Short task 1 –
In the article on Moscow's Middle East balancing act, where did Putin meet Erdogan after Turkey's incursion into Syria?

Given text –
[start]

Moscow’s Middle East Balancing Act

Related Categories: Democracy and Governance; Energy Security; International Economics and Trade; Middle East; Russia; Turkey

Suddenly, Russia has emerged as the Middle East's indispensable nation. Over the last few weeks, via a series of shrewd strategic moves, the government of Russian President Vladimir Putin has managed to exploit new – and unexpected – geopolitical openings in the region, greatly strengthening its regional presence in the process.

Most conspicuously, the Trump administration's surprise decision last month to pull forces out of Syria's north was a boon for the Kremlin, allowing Russia to position itself as a mediator between the Kurds and the Syrian government, to strengthen the regime of Syrian dictator Bashar al-Assad, and to improve its attractiveness as a dependable strategic partner to other Middle Eastern countries. Unsurprisingly, Russian analysts characterized the U.S. administration's decision as an "unexpected gift for Putin."

Russia's president wasted no time seizing the opportunity. Just days after Turkey's October 9th incursion into Syria, he met in the Black Sea resort town of Sochi with Turkish President Recep Tayyip Erdogan to discuss the evolving regional picture. The product was a new power-sharing agreement between Moscow and Ankara – one which effectively sidelines the U.S. in the evolving regional strategic picture.

[end]

Short task 2 –
From the listing below, copy word for word everything from the line containing "outline --target=dog's mouth" down to the line containing "Mark the region of every instance of the dog's mouth", including both of those lines.

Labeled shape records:

[start]

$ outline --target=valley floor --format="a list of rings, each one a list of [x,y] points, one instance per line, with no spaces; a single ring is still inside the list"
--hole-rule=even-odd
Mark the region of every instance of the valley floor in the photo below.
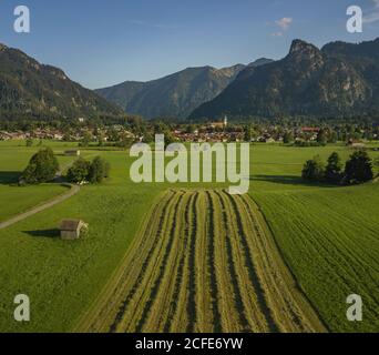
[[[256,205],[168,191],[80,332],[325,332]]]

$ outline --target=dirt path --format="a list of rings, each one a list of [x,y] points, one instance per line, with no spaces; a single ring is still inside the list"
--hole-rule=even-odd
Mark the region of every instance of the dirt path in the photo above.
[[[53,200],[50,200],[49,202],[43,203],[39,206],[35,206],[35,207],[33,207],[33,209],[31,209],[24,213],[18,214],[8,221],[1,222],[0,223],[0,230],[7,229],[7,227],[9,227],[9,226],[11,226],[18,222],[21,222],[21,221],[23,221],[23,220],[25,220],[25,219],[28,219],[28,217],[37,214],[37,213],[40,213],[44,210],[51,209],[55,204],[59,204],[59,203],[72,197],[73,195],[75,195],[80,191],[80,186],[78,186],[78,185],[70,185],[70,186],[71,186],[71,189],[69,192],[61,194],[61,195],[54,197]]]
[[[171,190],[79,332],[326,332],[259,210],[225,191]]]

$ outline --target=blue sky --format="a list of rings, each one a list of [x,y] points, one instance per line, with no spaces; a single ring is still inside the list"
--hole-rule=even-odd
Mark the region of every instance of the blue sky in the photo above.
[[[31,11],[31,33],[13,10]],[[357,4],[363,33],[346,30]],[[379,0],[1,0],[0,42],[63,69],[94,89],[151,80],[187,67],[279,59],[300,38],[317,45],[379,37]]]

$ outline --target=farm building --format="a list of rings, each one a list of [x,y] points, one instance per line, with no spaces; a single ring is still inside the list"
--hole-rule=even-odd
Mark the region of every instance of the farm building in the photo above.
[[[61,239],[78,240],[83,229],[88,229],[88,225],[81,220],[64,220],[60,227]]]
[[[64,155],[65,156],[80,156],[80,151],[79,150],[65,151]]]

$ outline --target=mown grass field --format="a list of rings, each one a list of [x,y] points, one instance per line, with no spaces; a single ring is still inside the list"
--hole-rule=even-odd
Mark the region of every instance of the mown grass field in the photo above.
[[[204,211],[207,211],[204,213]],[[81,332],[325,332],[253,203],[166,192]]]
[[[51,144],[58,154],[61,154],[66,148],[62,143]],[[249,194],[260,207],[267,225],[273,232],[274,240],[272,241],[276,242],[280,254],[277,260],[285,262],[285,266],[280,268],[290,271],[290,280],[304,292],[307,304],[319,315],[327,329],[332,332],[378,332],[378,184],[330,187],[304,184],[299,179],[305,160],[315,154],[320,154],[326,159],[336,150],[345,159],[351,152],[342,145],[311,149],[276,145],[252,146]],[[27,149],[1,143],[0,171],[20,172],[33,151],[35,148]],[[85,315],[91,314],[92,306],[99,302],[99,295],[104,294],[104,287],[111,277],[123,270],[123,263],[127,257],[125,255],[133,250],[133,246],[130,247],[133,245],[132,243],[136,243],[137,235],[143,230],[143,221],[148,215],[154,201],[156,202],[171,187],[212,189],[212,185],[134,184],[129,179],[131,159],[127,152],[89,150],[83,151],[83,154],[86,156],[99,154],[111,162],[111,179],[105,184],[84,186],[71,200],[0,231],[0,331],[2,332],[71,332],[78,329],[80,324],[83,324]],[[371,154],[378,156],[377,152],[371,152]],[[63,164],[65,163],[64,156],[59,155],[59,159]],[[41,193],[35,192],[35,200],[17,205],[12,199],[14,194],[19,194],[18,200],[25,200],[29,195],[28,189],[60,189],[60,186],[23,189],[11,186],[9,179],[0,183],[0,193],[2,196],[7,196],[7,200],[2,199],[1,201],[7,201],[9,205],[13,204],[10,214],[21,212],[30,207],[31,204],[38,204],[45,200]],[[1,190],[3,191],[1,192]],[[11,190],[13,192],[9,192]],[[7,193],[11,193],[11,195],[7,195]],[[60,191],[54,193],[60,193]],[[33,196],[32,193],[30,195]],[[47,195],[50,196],[50,192]],[[217,199],[219,197],[217,196]],[[219,209],[217,215],[223,215],[218,202],[217,209]],[[204,210],[205,212],[198,213],[198,217],[209,213],[209,205],[204,206]],[[8,211],[3,203],[1,203],[0,215],[4,213],[1,211]],[[184,214],[185,221],[185,212],[181,213],[182,219]],[[249,214],[246,215],[246,219],[252,219]],[[63,242],[58,239],[57,227],[59,222],[65,217],[84,220],[90,224],[89,234],[78,242]],[[222,219],[219,220],[222,221]],[[217,227],[221,229],[219,225]],[[184,236],[182,235],[182,237]],[[232,247],[237,248],[238,244],[235,240],[236,237],[233,239],[235,244],[232,244]],[[191,242],[190,240],[183,241],[182,244],[181,253],[177,255],[183,256],[186,255],[183,248],[190,247]],[[224,262],[223,267],[227,267],[225,277],[231,277],[233,274],[227,253],[228,247],[228,245],[222,247],[224,252],[226,250],[226,256],[225,254],[224,256],[214,255],[218,263]],[[173,260],[172,255],[170,260]],[[244,274],[242,264],[239,266],[236,264],[238,262],[236,257],[233,261],[235,270],[242,271],[238,272],[238,277],[242,277]],[[191,258],[187,260],[185,256],[183,272],[187,270],[185,265],[188,265],[190,262]],[[195,265],[203,265],[196,270],[197,274],[204,274],[209,278],[212,275],[208,275],[211,271],[206,267],[206,261],[203,261],[203,264],[201,262],[195,263]],[[167,264],[172,265],[168,261]],[[174,265],[172,267],[180,270],[181,263],[178,265],[174,263]],[[206,272],[204,272],[204,267],[207,270]],[[245,268],[248,270],[248,267]],[[217,270],[215,273],[216,275],[221,274]],[[246,271],[245,277],[247,277]],[[185,280],[187,278],[185,277]],[[148,292],[154,291],[152,290],[154,284],[144,282],[148,295]],[[177,282],[187,282],[188,286],[193,285],[190,281],[180,280]],[[218,300],[219,308],[228,304],[234,304],[234,307],[237,307],[237,303],[240,307],[242,303],[236,300],[238,293],[243,293],[240,288],[219,276],[218,278],[216,276],[215,284],[216,287],[221,287],[221,284],[224,287],[229,287],[231,295],[233,295],[227,300]],[[239,284],[242,284],[240,281]],[[174,290],[171,290],[174,294],[175,285],[176,283],[173,285]],[[209,285],[202,290],[206,288],[204,292],[208,293],[214,292],[214,286]],[[32,316],[28,324],[18,324],[12,318],[13,297],[19,293],[28,294],[32,302]],[[363,322],[361,323],[350,323],[346,318],[348,307],[346,297],[352,293],[358,293],[363,297]],[[245,292],[245,294],[249,293]],[[268,291],[262,294],[268,302]],[[123,293],[122,295],[125,296]],[[183,292],[177,296],[181,300],[185,298]],[[212,304],[209,295],[204,295],[204,297],[208,300],[207,305]],[[243,300],[246,305],[246,295]],[[195,304],[198,307],[199,303]],[[154,305],[157,310],[161,310],[161,306],[156,303]],[[115,307],[119,312],[120,306]],[[213,314],[214,308],[213,306],[211,310],[209,306],[207,307],[208,311],[204,308],[204,313],[202,308],[197,311],[196,321],[193,322],[188,322],[190,311],[186,310],[175,316],[175,321],[170,324],[170,327],[180,329],[188,327],[190,331],[196,331],[202,329],[203,326],[204,329],[211,331],[206,312]],[[145,308],[147,310],[147,306]],[[125,310],[131,312],[132,308],[129,306]],[[171,312],[177,314],[176,310]],[[236,314],[245,313],[237,312]],[[262,312],[259,313],[257,308],[257,316],[258,314]],[[139,316],[136,315],[134,320],[139,320]],[[171,320],[171,316],[167,315],[165,320]],[[228,316],[225,315],[219,317],[219,321],[223,329],[229,329],[232,323],[236,324],[237,329],[244,328],[247,324],[242,320],[231,323]],[[133,322],[131,326],[120,322],[112,329],[139,329],[139,322]],[[248,327],[252,326],[249,329],[267,329],[264,326],[253,327],[252,318],[249,322]],[[144,323],[141,329],[148,328],[146,324]],[[212,324],[215,326],[214,324],[217,322],[212,322]],[[166,322],[161,320],[160,326],[166,326]],[[102,328],[102,325],[99,327]],[[98,325],[93,326],[93,329],[95,328]],[[279,329],[285,329],[285,327]]]

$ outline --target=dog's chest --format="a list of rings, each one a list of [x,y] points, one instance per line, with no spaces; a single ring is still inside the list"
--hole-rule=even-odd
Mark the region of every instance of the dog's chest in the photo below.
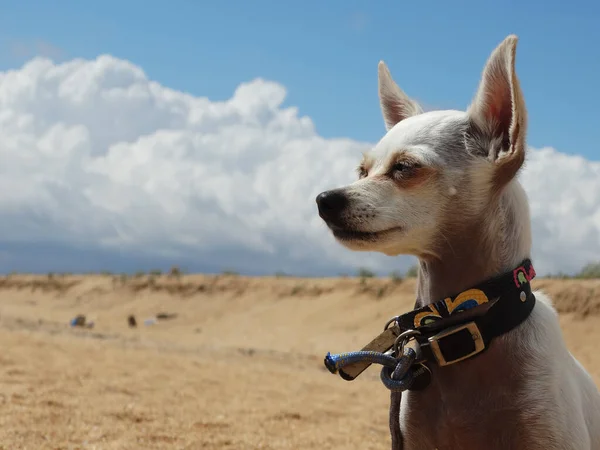
[[[522,377],[510,362],[497,364],[498,350],[460,368],[434,371],[425,390],[403,394],[405,450],[536,448],[523,421]]]
[[[405,450],[506,450],[526,449],[519,412],[496,413],[458,408],[448,404],[424,404],[411,393],[402,405]]]

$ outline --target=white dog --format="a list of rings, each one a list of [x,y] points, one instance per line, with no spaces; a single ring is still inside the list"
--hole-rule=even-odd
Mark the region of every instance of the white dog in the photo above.
[[[317,197],[346,247],[418,257],[417,307],[530,257],[529,206],[516,177],[527,127],[516,45],[509,36],[491,54],[466,112],[423,112],[381,62],[387,134],[364,155],[355,183]],[[405,449],[600,449],[598,389],[567,350],[550,300],[534,295],[522,323],[475,357],[430,364],[430,384],[403,395],[391,420]],[[492,300],[469,313],[484,314]]]

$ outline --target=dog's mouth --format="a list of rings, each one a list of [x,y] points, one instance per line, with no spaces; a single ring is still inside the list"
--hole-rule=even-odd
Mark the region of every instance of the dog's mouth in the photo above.
[[[400,227],[393,227],[380,231],[358,231],[336,226],[330,226],[329,228],[333,235],[341,241],[374,241],[385,234],[401,230]]]

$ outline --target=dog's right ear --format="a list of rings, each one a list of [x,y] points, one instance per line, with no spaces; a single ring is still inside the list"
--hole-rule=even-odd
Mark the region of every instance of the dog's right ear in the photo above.
[[[421,114],[423,109],[409,98],[392,79],[389,69],[379,61],[379,103],[385,127],[389,131],[398,122]]]

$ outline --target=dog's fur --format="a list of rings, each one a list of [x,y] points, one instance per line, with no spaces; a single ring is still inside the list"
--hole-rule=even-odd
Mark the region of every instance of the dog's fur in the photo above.
[[[530,256],[516,45],[508,36],[494,50],[466,112],[423,112],[380,62],[388,132],[364,155],[358,181],[317,197],[346,247],[419,258],[418,306]],[[535,294],[524,324],[473,359],[433,367],[427,389],[404,394],[406,450],[600,449],[598,389],[567,350],[550,300]]]

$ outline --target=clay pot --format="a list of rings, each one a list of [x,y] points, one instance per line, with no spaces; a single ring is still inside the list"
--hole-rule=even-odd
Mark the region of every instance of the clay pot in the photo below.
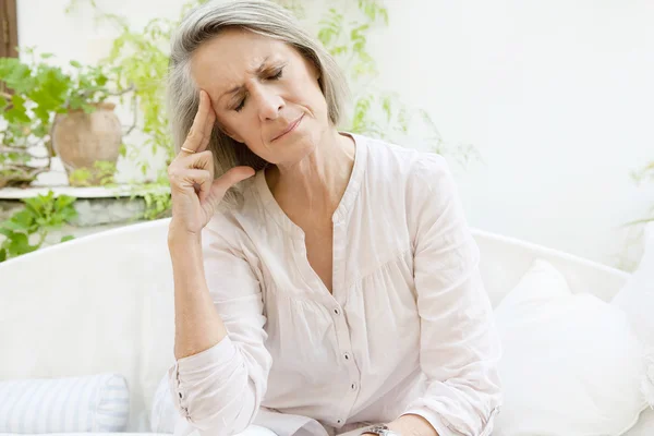
[[[95,162],[116,165],[122,140],[122,126],[113,112],[116,105],[101,102],[94,106],[96,110],[92,113],[81,109],[58,113],[51,131],[52,147],[61,158],[69,180],[77,169],[90,172],[92,177],[84,184],[99,184],[101,173]],[[71,180],[71,184],[78,183]]]

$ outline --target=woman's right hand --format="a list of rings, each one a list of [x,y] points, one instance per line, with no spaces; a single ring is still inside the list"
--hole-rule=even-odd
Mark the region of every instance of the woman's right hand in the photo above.
[[[235,167],[214,180],[214,157],[207,149],[216,112],[209,96],[199,92],[199,105],[183,148],[168,166],[172,197],[171,231],[199,237],[227,191],[254,175],[251,167]]]

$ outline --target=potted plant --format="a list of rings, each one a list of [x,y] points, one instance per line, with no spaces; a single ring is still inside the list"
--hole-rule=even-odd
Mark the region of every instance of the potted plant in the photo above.
[[[108,172],[112,177],[116,170],[122,140],[114,105],[107,101],[118,95],[109,88],[114,69],[71,61],[64,71],[48,63],[51,55],[26,55],[31,62],[0,58],[5,88],[0,95],[5,122],[0,132],[0,187],[29,184],[50,169],[57,155],[72,185],[106,183]],[[38,146],[45,146],[45,156],[34,152]]]

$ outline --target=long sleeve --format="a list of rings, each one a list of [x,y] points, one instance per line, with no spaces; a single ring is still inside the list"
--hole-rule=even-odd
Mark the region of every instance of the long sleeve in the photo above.
[[[175,434],[244,431],[259,409],[271,365],[254,266],[210,226],[203,231],[205,276],[228,336],[208,350],[179,359],[169,370],[173,404],[186,421],[185,431]]]
[[[440,156],[416,164],[409,185],[414,280],[421,322],[420,365],[428,379],[405,413],[440,436],[487,436],[501,403],[501,354],[453,178]]]

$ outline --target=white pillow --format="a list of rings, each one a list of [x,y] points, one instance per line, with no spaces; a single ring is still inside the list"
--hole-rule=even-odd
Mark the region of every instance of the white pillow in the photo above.
[[[0,382],[0,433],[124,432],[129,414],[118,374]]]
[[[652,436],[654,435],[654,410],[647,409],[641,413],[638,423],[629,428],[623,436]]]
[[[501,436],[618,436],[646,403],[643,348],[625,314],[536,259],[495,317],[504,347]]]
[[[643,390],[647,400],[654,403],[654,222],[645,226],[644,241],[645,250],[638,268],[611,304],[625,311],[638,337],[649,350],[653,370],[650,383],[643,385]]]

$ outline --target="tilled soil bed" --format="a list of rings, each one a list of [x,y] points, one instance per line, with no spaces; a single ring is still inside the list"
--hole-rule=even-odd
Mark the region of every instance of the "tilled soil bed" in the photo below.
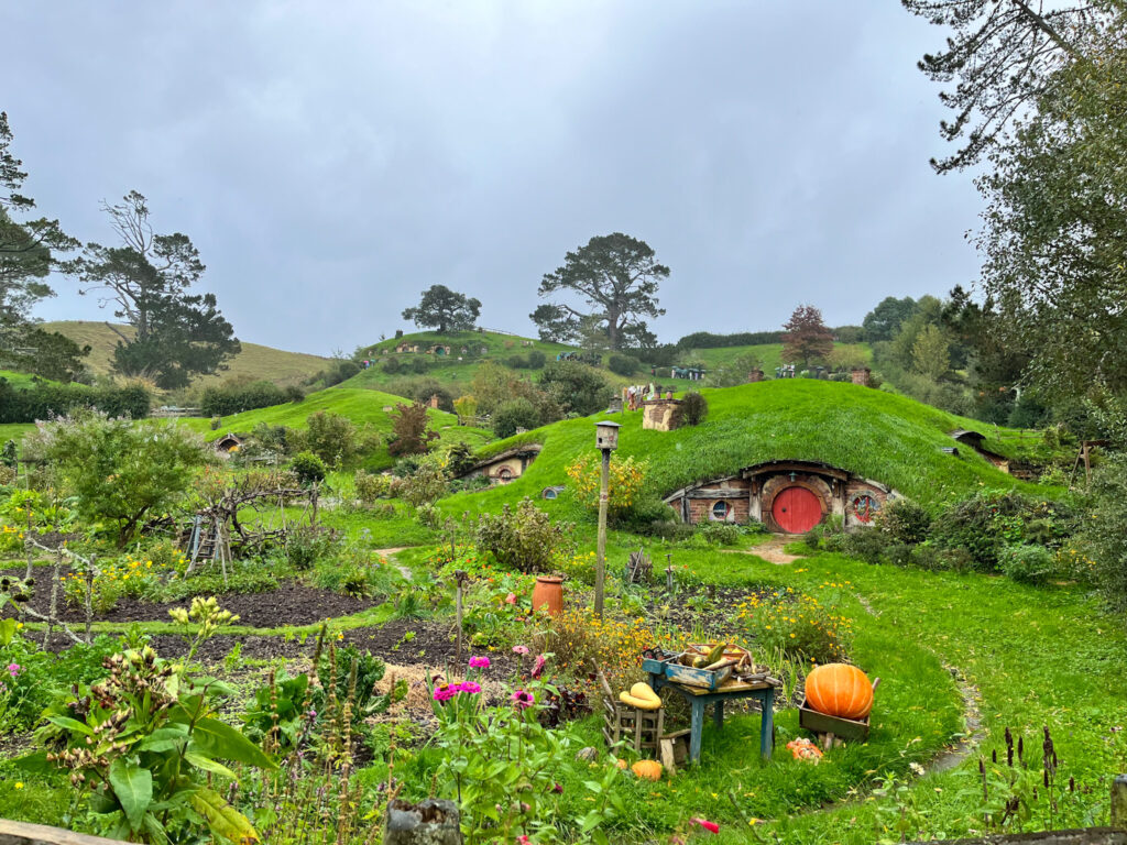
[[[66,572],[69,570],[63,575]],[[21,577],[23,571],[0,572],[0,576],[5,575]],[[35,575],[35,590],[28,604],[32,610],[47,615],[51,610],[51,573],[41,567]],[[309,625],[326,619],[349,616],[379,604],[366,598],[353,598],[327,589],[307,587],[299,581],[286,581],[269,593],[221,593],[215,598],[223,610],[239,615],[238,624],[250,628]],[[63,601],[61,588],[57,601],[59,619],[63,622],[73,625],[86,621],[86,614],[80,608],[72,607]],[[168,622],[169,610],[187,607],[189,604],[192,604],[190,598],[157,603],[126,596],[118,601],[112,611],[95,615],[94,620],[95,622]]]

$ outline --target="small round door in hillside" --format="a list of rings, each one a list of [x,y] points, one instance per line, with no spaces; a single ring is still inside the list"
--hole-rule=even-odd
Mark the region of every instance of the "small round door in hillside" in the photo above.
[[[805,487],[788,487],[775,496],[771,516],[788,534],[805,534],[822,522],[822,502]]]

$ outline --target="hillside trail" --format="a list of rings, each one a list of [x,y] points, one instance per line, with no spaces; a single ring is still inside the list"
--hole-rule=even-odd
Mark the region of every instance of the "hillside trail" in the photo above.
[[[800,554],[788,554],[783,551],[789,543],[800,539],[793,534],[772,534],[767,542],[761,543],[754,549],[721,549],[720,551],[728,554],[754,554],[757,558],[763,558],[767,563],[782,567],[801,559]]]

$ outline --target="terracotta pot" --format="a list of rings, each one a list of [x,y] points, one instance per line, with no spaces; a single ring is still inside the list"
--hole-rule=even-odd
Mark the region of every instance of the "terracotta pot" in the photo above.
[[[549,616],[564,612],[564,579],[557,575],[538,575],[536,586],[532,588],[532,610],[548,607]]]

[end]

Full output 1 –
In the Black Sea resort town of Sochi.

Full output 2 –
$ outline --target=dog's mouth --format="a list of rings, each one a list of [x,y] points, one instance per line, with no spaces; a single ring is still inside the list"
--hole-rule=even-odd
Mark the region of every instance of the dog's mouth in the photo above.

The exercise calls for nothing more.